Material for this exercise:
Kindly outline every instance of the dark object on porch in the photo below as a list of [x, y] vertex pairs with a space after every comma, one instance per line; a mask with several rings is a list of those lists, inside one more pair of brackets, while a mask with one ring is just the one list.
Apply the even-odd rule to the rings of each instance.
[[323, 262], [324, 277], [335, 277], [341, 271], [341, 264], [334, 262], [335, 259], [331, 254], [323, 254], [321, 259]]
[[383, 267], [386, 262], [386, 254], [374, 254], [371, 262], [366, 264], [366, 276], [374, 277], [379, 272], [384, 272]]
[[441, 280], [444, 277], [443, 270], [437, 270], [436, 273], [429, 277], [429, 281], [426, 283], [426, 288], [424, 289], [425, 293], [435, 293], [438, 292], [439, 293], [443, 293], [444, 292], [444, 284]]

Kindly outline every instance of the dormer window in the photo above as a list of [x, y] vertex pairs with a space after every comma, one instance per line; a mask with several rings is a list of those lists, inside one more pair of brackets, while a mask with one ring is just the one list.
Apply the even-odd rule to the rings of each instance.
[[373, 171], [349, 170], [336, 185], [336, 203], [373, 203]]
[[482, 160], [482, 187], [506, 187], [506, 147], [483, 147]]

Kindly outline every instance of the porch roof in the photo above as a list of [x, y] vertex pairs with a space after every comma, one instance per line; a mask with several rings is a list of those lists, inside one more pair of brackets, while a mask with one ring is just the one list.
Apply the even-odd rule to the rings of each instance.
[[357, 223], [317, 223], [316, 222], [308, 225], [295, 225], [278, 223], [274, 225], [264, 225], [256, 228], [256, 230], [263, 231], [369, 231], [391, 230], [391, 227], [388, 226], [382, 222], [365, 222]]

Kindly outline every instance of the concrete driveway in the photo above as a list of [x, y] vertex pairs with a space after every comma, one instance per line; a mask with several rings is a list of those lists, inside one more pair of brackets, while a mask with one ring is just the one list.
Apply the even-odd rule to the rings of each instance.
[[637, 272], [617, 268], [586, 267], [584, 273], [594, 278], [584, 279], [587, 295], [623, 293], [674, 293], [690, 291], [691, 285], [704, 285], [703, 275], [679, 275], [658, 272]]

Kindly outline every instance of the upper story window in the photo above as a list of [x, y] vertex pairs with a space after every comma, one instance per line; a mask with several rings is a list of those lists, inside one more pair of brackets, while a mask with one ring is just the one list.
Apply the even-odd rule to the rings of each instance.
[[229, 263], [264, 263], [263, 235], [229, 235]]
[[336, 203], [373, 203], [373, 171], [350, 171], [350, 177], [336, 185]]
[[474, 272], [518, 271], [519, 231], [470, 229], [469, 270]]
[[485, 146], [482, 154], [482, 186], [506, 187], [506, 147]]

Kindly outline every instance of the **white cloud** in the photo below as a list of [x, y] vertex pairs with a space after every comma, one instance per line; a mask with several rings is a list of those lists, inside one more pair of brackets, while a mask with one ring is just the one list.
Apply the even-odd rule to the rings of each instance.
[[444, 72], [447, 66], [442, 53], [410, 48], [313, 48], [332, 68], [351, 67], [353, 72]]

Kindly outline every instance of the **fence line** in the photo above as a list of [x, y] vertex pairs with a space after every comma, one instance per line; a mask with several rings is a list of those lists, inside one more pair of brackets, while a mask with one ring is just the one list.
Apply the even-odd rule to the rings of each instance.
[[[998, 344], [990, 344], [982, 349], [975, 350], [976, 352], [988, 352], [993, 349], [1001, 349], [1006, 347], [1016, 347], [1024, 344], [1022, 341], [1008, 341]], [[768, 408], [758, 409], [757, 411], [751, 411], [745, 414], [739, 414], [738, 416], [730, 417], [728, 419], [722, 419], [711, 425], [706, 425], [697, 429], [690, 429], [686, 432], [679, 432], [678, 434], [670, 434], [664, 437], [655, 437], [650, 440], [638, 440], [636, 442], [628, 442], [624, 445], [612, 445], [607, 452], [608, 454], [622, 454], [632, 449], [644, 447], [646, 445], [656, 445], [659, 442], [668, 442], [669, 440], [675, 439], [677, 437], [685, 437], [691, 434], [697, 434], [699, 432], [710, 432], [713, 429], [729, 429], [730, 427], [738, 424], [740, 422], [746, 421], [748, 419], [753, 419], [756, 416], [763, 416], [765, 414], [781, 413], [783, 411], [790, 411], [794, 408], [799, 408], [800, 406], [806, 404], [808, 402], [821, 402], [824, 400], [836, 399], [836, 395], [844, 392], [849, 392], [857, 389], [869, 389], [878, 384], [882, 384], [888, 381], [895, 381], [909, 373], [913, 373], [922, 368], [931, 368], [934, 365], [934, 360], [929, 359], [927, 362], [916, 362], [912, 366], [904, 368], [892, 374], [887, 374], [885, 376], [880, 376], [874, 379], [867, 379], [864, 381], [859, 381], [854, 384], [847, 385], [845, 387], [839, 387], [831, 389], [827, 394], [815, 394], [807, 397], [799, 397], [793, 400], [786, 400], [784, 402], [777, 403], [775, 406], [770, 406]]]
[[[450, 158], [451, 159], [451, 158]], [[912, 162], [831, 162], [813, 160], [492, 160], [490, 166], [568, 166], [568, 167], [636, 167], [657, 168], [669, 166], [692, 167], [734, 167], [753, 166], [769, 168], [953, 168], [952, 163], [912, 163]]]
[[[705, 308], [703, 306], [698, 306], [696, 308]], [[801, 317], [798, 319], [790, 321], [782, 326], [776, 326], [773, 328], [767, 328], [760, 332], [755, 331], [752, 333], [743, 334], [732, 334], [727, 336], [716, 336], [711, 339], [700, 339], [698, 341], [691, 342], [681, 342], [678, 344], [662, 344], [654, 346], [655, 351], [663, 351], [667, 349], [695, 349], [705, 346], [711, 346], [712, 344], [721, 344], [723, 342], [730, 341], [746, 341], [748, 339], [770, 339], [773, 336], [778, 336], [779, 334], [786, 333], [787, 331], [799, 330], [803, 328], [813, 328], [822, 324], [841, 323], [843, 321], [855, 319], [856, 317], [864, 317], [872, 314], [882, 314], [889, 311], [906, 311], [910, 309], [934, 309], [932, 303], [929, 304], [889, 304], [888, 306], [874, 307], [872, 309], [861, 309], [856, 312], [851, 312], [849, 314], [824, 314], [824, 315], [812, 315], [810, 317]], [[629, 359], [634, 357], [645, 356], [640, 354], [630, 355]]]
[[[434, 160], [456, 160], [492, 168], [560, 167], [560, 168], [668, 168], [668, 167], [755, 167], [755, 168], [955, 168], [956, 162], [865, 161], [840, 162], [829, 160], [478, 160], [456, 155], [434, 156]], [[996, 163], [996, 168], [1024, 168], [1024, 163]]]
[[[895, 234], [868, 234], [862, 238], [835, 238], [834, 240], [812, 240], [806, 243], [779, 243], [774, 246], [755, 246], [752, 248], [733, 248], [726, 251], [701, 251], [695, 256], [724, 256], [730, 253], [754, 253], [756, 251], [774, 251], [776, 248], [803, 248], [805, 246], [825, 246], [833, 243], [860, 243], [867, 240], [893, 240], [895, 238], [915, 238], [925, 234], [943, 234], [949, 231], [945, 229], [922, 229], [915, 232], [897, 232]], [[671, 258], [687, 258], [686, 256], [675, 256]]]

Problem:
Replace every "Kindly" in the items above with "Please", and write out all the items again with nothing else changed.

Finished task:
Please outline every instance of the dark object on porch in the photo below as a list of [x, y] vertex pairs with a space after every comma, one instance per line; a mask with several rings is a list of those lists, inside one more pair of brackets, while a mask with one ring is just the one list.
Apply the even-odd rule to the rings of each instance.
[[323, 262], [324, 277], [335, 277], [341, 271], [341, 264], [334, 262], [335, 259], [331, 254], [323, 254], [321, 259]]
[[383, 267], [386, 262], [386, 254], [374, 254], [371, 262], [366, 264], [366, 276], [374, 277], [379, 272], [384, 272]]
[[441, 280], [444, 277], [443, 270], [437, 270], [436, 273], [429, 277], [429, 281], [426, 283], [426, 288], [424, 289], [425, 293], [435, 293], [438, 292], [439, 293], [443, 293], [444, 292], [444, 284]]

Please outline every instance of the dormer window in the photo above as a list of [x, y] vertex pairs with a space after every comma, one instance per line; a mask with several rings is a list of those lists, inside one more pair of brackets, while a mask with one ring is just the one list.
Apply the even-odd rule to the rings of each instance.
[[373, 171], [349, 170], [336, 185], [336, 203], [373, 203]]
[[482, 160], [482, 187], [506, 187], [506, 147], [483, 147]]

Please outline every instance of the porch roof in the photo above as a list of [x, y] vertex pairs with a space after every comma, one instance per line; a mask with several rings is a list of those lists, inside one more pair of brackets, while a mask with one ring is just the one list.
Apply the even-odd rule to the rings of each instance.
[[357, 223], [317, 223], [316, 222], [308, 225], [295, 225], [278, 223], [274, 225], [264, 225], [256, 228], [256, 230], [263, 231], [369, 231], [391, 230], [391, 227], [388, 226], [382, 222], [365, 222]]

Please outline every instance of the concrete driveway in the photo above as a list of [x, y] vertex pairs with a space after every comma, one instance per line; a mask with several rings is a list of those lists, inside one more pair of brackets, while a mask with one ring is just the one list.
Apply the even-odd rule to the rings of each instance.
[[637, 272], [617, 268], [586, 267], [584, 273], [594, 278], [584, 279], [587, 295], [623, 293], [674, 293], [690, 291], [691, 285], [704, 285], [703, 275], [679, 275], [658, 272]]

Please outline every instance of the upper story window in the photo above as a list of [x, y] vertex pairs with a space after every comma, one instance per line; a mask with several rings is a list of those lists, inside one more pair of brackets, while a mask with one ring is just the one list.
Apply the even-odd rule to the rings of each instance.
[[229, 263], [264, 263], [263, 235], [229, 235]]
[[336, 203], [373, 203], [373, 171], [350, 171], [350, 177], [336, 185]]
[[474, 272], [518, 271], [519, 231], [470, 229], [469, 270]]
[[485, 146], [482, 154], [482, 186], [506, 187], [506, 147]]

Please outline every instance of the **white cloud** in the photo below as a list of [x, y] vertex pairs with a space after every comma, one instance per line; a mask with several rings is a list of those lists, inside one more pair of brackets, while a mask with one ring is just the one list.
Apply the even-odd rule to the rings of each instance.
[[444, 72], [447, 66], [442, 53], [410, 48], [313, 48], [332, 68], [351, 67], [353, 72]]

Please outline every instance of the **fence line** in the photo above as a list of [x, y] vertex pairs with a space after every comma, one instance per line; a mask with several rings is a list of those lists, inside one more pair of brackets, while a mask with one ring is just the one list.
Apply the even-odd rule to the rings of each instance.
[[[998, 344], [990, 344], [982, 349], [975, 350], [976, 352], [988, 352], [993, 349], [1001, 349], [1006, 347], [1016, 347], [1024, 344], [1022, 341], [1008, 341]], [[768, 408], [758, 409], [757, 411], [751, 411], [745, 414], [739, 414], [738, 416], [730, 417], [728, 419], [722, 419], [711, 425], [706, 425], [697, 429], [690, 429], [686, 432], [679, 432], [678, 434], [670, 434], [664, 437], [655, 437], [650, 440], [638, 440], [636, 442], [628, 442], [624, 445], [612, 445], [607, 452], [608, 454], [622, 454], [632, 449], [644, 447], [646, 445], [656, 445], [659, 442], [668, 442], [669, 440], [675, 439], [677, 437], [685, 437], [691, 434], [697, 434], [699, 432], [710, 432], [713, 429], [729, 429], [730, 427], [738, 424], [740, 422], [746, 421], [748, 419], [753, 419], [756, 416], [763, 416], [765, 414], [781, 413], [783, 411], [790, 411], [794, 408], [799, 408], [800, 406], [806, 404], [808, 402], [821, 402], [824, 400], [836, 399], [836, 395], [844, 392], [849, 392], [857, 389], [869, 389], [878, 384], [882, 384], [888, 381], [895, 381], [909, 373], [913, 373], [922, 368], [931, 368], [934, 365], [934, 360], [929, 359], [927, 362], [916, 362], [912, 366], [904, 368], [892, 374], [887, 374], [885, 376], [880, 376], [874, 379], [867, 379], [864, 381], [859, 381], [854, 384], [847, 385], [845, 387], [839, 387], [831, 389], [827, 394], [815, 394], [807, 397], [799, 397], [793, 400], [786, 400], [784, 402], [777, 403], [775, 406], [770, 406]]]
[[[450, 158], [451, 159], [451, 158]], [[912, 162], [831, 162], [813, 160], [492, 160], [490, 166], [568, 166], [568, 167], [636, 167], [657, 168], [669, 166], [692, 167], [734, 167], [753, 166], [769, 168], [953, 168], [952, 163], [912, 163]]]
[[[705, 308], [703, 306], [698, 306], [696, 308]], [[801, 317], [798, 319], [790, 321], [782, 326], [776, 326], [773, 328], [767, 328], [760, 332], [755, 331], [752, 333], [743, 334], [732, 334], [727, 336], [716, 336], [711, 339], [700, 339], [698, 341], [691, 342], [681, 342], [678, 344], [662, 344], [654, 346], [655, 351], [663, 351], [667, 349], [695, 349], [705, 346], [711, 346], [712, 344], [721, 344], [723, 342], [730, 341], [746, 341], [748, 339], [770, 339], [773, 336], [778, 336], [779, 334], [786, 333], [787, 331], [799, 330], [803, 328], [813, 328], [822, 324], [841, 323], [843, 321], [855, 319], [856, 317], [864, 317], [872, 314], [882, 314], [889, 311], [906, 311], [910, 309], [934, 309], [932, 303], [929, 304], [889, 304], [888, 306], [874, 307], [872, 309], [861, 309], [856, 312], [851, 312], [849, 314], [824, 314], [824, 315], [812, 315], [810, 317]], [[629, 359], [634, 357], [645, 356], [640, 354], [630, 355]]]
[[[434, 160], [456, 160], [492, 168], [560, 167], [560, 168], [668, 168], [668, 167], [755, 167], [755, 168], [955, 168], [956, 162], [865, 161], [840, 162], [829, 160], [478, 160], [456, 155], [434, 156]], [[996, 163], [996, 168], [1024, 168], [1024, 163]]]
[[[895, 234], [868, 234], [862, 238], [835, 238], [834, 240], [812, 240], [806, 243], [779, 243], [774, 246], [755, 246], [752, 248], [733, 248], [726, 251], [701, 251], [695, 256], [724, 256], [730, 253], [754, 253], [756, 251], [774, 251], [776, 248], [803, 248], [805, 246], [825, 246], [833, 243], [860, 243], [867, 240], [893, 240], [895, 238], [915, 238], [925, 234], [943, 234], [949, 231], [945, 229], [922, 229], [915, 232], [897, 232]], [[671, 258], [687, 258], [686, 256], [675, 256]]]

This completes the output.